What is needed ▸ Rewrite the records below with "flower bud" changed to "seed pod" throughout, and leave everything else as it is. Omit the pictures from your answer.

Collection entries
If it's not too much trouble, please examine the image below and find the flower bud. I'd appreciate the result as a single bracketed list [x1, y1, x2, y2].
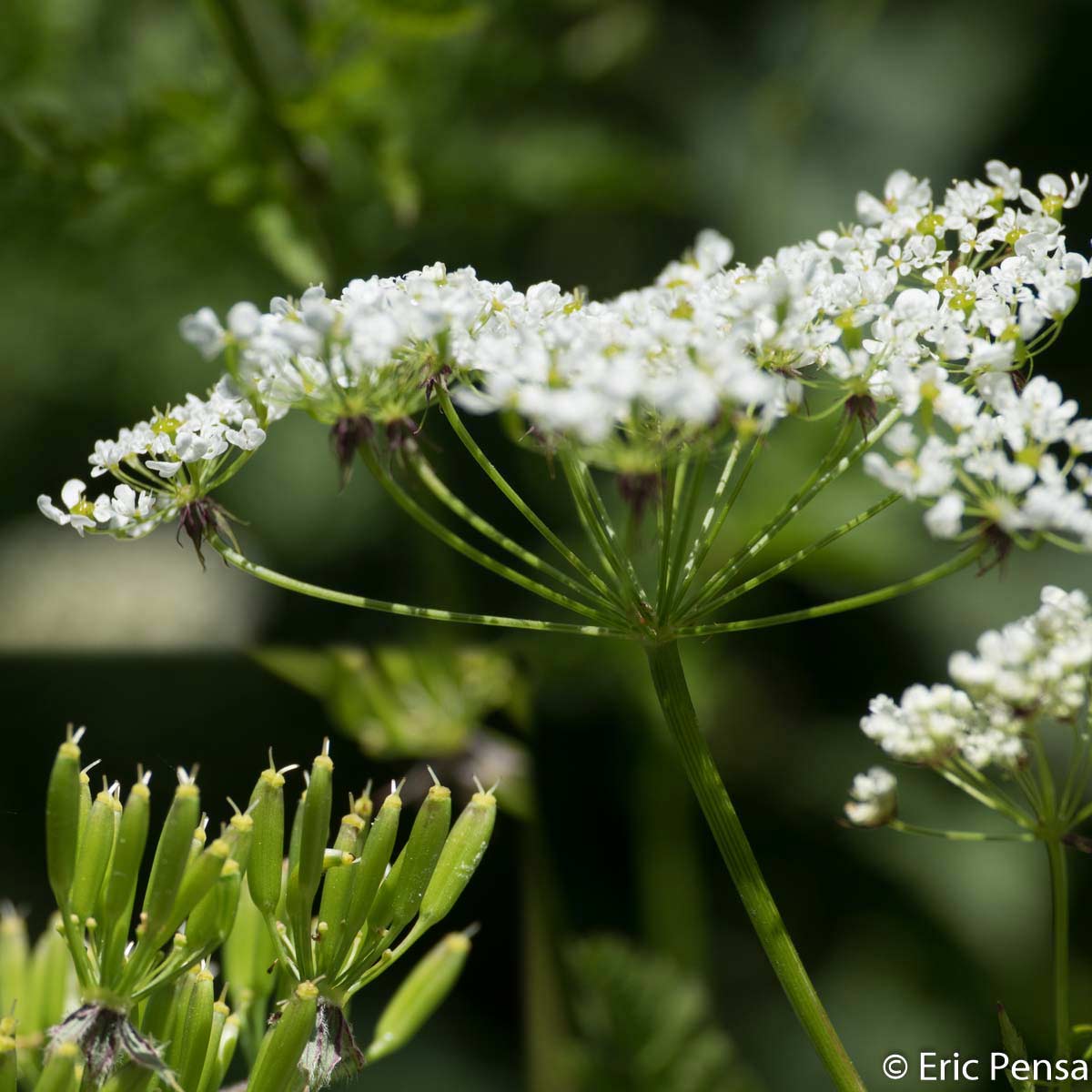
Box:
[247, 982, 318, 1092]
[46, 733, 81, 910]
[415, 792, 497, 933]
[386, 785, 451, 940]
[367, 933, 470, 1061]
[144, 771, 202, 946]
[69, 787, 121, 923]
[247, 765, 284, 917]
[333, 793, 402, 966]
[34, 1043, 80, 1092]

Written reply ▸
If it's not too much trouble, please examine the image below and find the seed pod. I'd appreciate the result as a single bracketed list [x1, y1, x2, y2].
Box:
[247, 982, 318, 1092]
[46, 733, 81, 910]
[415, 792, 497, 933]
[386, 785, 451, 940]
[367, 933, 470, 1061]
[144, 771, 202, 946]
[69, 787, 121, 923]
[247, 765, 284, 917]
[333, 793, 402, 966]
[34, 1043, 80, 1092]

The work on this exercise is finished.